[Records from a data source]
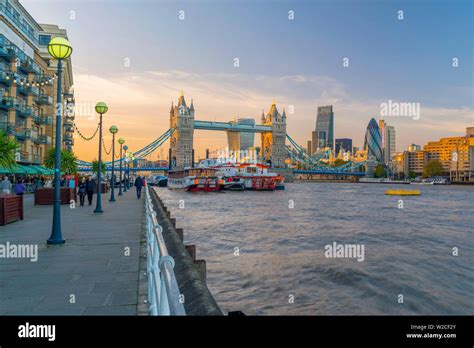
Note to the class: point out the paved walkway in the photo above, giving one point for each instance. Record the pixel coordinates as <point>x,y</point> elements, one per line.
<point>93,269</point>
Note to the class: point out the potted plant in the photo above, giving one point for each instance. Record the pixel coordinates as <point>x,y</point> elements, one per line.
<point>11,206</point>
<point>45,196</point>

## WHAT YOU HAVE TO DO:
Reprint every record exactly and skip the pictures.

## EXPECTED OUTPUT:
Note to the class: point out the paved walkway in the photo above, giving one point for each instance. Record the pixel coordinates as <point>x,y</point> elements, one per line.
<point>93,269</point>
Note to the class: point out the potted plant in the photo above, giving one point for each instance. Record the pixel coordinates as <point>x,y</point> elements, one per line.
<point>11,206</point>
<point>45,196</point>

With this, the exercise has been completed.